Work to be completed:
Rewrite the entries between the lines holding "Annotation task — pin every instance of the snow on roof" and "(1335, 272)", inclusive, with "entrance door" changed to "front door" and everything else unchanged.

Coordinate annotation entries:

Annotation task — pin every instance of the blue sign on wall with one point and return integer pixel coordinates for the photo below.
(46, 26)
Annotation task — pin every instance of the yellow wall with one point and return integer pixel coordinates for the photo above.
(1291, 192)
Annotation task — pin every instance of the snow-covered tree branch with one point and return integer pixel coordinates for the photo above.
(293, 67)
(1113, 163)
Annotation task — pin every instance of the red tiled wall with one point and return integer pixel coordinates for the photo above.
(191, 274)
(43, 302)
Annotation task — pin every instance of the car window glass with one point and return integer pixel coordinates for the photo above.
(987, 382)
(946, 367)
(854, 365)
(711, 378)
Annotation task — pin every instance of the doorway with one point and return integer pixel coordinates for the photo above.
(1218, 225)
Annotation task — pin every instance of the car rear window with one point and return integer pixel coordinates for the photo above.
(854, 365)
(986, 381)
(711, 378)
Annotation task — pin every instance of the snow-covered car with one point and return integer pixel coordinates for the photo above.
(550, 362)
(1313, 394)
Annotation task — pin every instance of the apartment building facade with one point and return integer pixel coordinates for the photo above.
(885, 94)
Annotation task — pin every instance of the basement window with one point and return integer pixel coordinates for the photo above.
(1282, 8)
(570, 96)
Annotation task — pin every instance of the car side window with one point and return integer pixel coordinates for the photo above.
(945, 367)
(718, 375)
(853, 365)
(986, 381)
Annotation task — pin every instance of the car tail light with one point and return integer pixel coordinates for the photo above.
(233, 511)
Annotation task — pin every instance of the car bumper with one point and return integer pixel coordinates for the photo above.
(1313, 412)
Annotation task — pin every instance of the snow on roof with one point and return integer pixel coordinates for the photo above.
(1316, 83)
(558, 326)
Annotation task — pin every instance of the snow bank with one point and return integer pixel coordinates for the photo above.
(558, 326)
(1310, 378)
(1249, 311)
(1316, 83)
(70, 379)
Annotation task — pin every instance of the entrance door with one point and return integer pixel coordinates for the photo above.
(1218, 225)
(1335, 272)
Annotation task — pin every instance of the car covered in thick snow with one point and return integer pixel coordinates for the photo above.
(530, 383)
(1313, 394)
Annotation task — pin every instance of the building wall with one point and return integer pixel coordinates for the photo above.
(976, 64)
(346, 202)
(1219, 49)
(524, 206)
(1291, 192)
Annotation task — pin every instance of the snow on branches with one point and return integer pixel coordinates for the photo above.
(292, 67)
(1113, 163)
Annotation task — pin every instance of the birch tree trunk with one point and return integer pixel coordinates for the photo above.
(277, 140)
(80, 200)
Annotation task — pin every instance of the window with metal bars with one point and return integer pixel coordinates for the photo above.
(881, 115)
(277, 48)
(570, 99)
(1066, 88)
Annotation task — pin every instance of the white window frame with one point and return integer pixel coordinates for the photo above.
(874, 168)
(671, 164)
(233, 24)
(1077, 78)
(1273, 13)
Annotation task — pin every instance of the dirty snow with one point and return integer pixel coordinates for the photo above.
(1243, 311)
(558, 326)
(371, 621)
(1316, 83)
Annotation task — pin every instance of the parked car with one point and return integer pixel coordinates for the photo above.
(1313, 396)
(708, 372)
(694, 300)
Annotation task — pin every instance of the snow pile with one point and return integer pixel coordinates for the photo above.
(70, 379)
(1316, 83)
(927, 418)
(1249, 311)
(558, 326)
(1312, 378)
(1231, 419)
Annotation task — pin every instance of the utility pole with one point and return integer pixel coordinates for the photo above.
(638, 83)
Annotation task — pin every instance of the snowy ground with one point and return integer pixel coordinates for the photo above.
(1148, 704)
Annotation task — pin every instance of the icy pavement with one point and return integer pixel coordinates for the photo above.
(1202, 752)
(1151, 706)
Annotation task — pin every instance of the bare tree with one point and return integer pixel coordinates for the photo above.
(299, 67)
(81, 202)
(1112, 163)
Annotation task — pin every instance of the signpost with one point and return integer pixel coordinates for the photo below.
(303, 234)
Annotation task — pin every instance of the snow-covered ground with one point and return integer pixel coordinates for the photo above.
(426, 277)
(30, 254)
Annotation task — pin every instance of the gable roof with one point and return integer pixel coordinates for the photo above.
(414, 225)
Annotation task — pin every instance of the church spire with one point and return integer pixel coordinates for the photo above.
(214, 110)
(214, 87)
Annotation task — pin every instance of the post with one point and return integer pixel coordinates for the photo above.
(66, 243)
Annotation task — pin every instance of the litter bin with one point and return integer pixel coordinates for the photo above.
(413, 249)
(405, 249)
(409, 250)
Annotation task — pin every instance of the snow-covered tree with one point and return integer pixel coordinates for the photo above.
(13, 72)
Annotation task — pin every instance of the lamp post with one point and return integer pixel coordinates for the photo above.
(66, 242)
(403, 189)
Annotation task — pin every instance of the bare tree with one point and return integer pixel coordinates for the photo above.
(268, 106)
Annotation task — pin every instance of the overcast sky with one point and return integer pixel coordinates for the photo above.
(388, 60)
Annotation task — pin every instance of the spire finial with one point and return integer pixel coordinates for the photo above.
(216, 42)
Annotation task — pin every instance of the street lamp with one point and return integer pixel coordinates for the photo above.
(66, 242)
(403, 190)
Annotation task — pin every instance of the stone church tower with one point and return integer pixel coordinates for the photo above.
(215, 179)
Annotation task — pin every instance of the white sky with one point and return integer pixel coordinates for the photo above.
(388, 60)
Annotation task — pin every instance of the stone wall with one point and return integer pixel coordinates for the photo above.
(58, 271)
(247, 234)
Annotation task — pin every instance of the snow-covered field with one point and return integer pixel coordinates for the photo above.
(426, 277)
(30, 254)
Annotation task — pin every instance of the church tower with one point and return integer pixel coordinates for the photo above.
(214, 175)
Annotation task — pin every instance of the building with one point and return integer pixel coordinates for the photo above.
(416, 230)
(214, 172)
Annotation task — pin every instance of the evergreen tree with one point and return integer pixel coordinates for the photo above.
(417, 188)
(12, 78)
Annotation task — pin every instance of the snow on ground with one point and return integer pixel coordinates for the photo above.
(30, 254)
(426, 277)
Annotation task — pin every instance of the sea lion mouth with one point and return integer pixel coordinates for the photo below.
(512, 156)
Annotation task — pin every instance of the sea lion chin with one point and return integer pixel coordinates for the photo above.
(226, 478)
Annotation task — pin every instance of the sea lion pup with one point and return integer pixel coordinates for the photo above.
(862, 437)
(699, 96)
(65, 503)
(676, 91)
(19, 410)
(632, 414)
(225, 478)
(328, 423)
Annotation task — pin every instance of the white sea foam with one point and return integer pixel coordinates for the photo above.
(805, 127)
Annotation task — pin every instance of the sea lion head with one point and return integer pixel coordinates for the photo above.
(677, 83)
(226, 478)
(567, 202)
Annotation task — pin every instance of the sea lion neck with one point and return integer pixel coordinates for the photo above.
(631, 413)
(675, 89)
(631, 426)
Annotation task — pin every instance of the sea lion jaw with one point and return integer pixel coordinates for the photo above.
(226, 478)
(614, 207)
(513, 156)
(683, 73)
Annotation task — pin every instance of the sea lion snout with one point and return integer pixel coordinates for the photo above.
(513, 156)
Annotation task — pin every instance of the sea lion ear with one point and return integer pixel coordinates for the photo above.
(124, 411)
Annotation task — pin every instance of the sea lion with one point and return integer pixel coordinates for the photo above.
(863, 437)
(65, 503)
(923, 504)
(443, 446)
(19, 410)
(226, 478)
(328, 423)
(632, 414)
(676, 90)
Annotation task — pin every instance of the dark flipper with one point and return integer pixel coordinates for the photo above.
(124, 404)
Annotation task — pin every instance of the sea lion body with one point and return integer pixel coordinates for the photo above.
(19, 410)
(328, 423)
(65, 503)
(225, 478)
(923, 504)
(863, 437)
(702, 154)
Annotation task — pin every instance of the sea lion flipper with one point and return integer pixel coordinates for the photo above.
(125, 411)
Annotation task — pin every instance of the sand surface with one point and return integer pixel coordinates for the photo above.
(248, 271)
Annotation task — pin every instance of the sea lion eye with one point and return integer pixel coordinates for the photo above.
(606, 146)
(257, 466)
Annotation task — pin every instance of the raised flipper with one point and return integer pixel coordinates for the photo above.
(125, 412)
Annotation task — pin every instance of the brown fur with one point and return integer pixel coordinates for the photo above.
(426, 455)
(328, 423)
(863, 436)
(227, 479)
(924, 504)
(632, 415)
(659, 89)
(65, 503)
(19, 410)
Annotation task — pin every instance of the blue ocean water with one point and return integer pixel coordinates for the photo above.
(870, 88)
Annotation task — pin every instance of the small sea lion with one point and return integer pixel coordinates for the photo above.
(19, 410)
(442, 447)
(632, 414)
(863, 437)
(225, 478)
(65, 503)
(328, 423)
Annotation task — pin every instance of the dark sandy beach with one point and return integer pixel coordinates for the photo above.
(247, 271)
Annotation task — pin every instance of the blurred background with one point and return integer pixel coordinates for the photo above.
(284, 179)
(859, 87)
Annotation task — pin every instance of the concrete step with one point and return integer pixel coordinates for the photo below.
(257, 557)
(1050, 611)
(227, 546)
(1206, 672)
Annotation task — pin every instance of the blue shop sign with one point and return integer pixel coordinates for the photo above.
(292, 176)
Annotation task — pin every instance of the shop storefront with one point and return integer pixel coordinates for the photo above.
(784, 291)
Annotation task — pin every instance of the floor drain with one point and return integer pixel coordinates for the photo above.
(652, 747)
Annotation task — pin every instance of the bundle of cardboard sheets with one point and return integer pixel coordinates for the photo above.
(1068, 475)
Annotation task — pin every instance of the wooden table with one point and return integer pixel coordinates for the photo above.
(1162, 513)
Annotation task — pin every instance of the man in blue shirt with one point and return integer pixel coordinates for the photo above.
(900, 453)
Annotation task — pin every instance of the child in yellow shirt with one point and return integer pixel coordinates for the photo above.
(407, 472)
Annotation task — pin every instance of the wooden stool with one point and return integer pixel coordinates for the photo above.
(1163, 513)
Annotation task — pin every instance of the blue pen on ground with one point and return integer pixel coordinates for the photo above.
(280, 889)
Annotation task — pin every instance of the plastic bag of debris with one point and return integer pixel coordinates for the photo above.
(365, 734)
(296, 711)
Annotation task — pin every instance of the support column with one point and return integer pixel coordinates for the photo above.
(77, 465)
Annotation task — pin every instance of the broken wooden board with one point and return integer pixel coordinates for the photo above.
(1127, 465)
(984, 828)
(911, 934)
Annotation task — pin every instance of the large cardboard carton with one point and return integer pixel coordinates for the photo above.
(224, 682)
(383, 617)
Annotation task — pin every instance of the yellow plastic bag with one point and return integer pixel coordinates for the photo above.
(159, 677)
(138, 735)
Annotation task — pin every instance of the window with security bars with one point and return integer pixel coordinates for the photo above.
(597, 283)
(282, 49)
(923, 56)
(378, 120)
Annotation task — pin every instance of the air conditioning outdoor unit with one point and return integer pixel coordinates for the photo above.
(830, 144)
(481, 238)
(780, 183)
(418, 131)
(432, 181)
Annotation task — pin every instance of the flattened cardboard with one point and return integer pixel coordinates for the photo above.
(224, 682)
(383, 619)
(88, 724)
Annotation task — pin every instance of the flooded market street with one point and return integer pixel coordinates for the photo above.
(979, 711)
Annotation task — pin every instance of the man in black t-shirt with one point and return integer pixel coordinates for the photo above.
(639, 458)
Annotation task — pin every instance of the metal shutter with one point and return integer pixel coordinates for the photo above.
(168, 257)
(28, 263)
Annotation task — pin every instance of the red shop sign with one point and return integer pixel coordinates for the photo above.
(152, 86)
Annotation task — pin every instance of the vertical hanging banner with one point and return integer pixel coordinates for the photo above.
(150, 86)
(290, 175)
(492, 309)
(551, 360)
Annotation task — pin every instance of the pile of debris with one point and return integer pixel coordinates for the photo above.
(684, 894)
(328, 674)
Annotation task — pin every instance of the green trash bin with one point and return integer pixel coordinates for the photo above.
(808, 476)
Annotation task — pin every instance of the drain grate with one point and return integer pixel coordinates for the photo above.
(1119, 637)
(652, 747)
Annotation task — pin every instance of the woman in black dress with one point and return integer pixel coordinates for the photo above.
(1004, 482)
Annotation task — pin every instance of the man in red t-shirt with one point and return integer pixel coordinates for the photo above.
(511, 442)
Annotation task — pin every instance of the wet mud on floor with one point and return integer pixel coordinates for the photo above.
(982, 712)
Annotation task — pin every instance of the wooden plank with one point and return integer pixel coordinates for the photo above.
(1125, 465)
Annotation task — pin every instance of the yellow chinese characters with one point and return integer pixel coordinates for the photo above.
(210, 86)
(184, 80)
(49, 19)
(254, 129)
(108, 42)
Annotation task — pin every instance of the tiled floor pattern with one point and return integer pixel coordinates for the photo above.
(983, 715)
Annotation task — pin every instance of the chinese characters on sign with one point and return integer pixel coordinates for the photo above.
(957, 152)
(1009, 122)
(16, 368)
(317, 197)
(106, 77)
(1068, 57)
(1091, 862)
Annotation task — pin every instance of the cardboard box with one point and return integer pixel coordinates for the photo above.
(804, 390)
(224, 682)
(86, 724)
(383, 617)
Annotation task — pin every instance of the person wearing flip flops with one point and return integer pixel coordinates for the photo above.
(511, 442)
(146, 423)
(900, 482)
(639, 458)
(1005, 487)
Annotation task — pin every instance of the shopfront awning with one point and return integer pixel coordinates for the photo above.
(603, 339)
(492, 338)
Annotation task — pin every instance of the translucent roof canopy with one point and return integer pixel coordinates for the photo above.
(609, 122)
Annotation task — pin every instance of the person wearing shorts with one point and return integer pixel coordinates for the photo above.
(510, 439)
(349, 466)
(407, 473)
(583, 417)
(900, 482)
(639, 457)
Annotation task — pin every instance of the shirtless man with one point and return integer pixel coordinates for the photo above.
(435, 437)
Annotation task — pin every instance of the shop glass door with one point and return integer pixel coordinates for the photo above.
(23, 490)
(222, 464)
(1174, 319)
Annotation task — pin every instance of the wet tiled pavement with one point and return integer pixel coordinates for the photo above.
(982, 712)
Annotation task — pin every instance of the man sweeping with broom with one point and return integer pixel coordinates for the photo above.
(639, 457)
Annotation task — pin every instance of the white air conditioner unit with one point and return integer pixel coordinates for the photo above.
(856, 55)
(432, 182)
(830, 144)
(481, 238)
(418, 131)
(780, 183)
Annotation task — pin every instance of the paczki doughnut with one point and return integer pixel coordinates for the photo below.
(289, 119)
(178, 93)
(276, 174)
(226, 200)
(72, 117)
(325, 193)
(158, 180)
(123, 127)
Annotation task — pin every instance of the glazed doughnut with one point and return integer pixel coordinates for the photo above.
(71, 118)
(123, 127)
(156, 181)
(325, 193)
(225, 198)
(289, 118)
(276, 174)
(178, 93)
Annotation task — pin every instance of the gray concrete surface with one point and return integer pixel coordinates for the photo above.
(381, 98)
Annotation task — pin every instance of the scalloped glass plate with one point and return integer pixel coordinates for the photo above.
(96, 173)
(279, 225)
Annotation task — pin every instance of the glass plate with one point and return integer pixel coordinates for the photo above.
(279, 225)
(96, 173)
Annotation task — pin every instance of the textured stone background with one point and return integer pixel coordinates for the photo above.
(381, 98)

Output for this exercise:
Annotation task — pin every instance of the snow on roof with one point and return integer pixel coordinates for the photo above.
(1316, 83)
(558, 326)
Annotation task — pin every instance of the snow bank with one point and return integer pixel coordinates for the photo above.
(558, 326)
(1310, 378)
(1249, 311)
(1316, 83)
(70, 379)
Annotation task — pin every instance of the front door with one point and return integer pixel coordinates for the photo above.
(1218, 225)
(1335, 272)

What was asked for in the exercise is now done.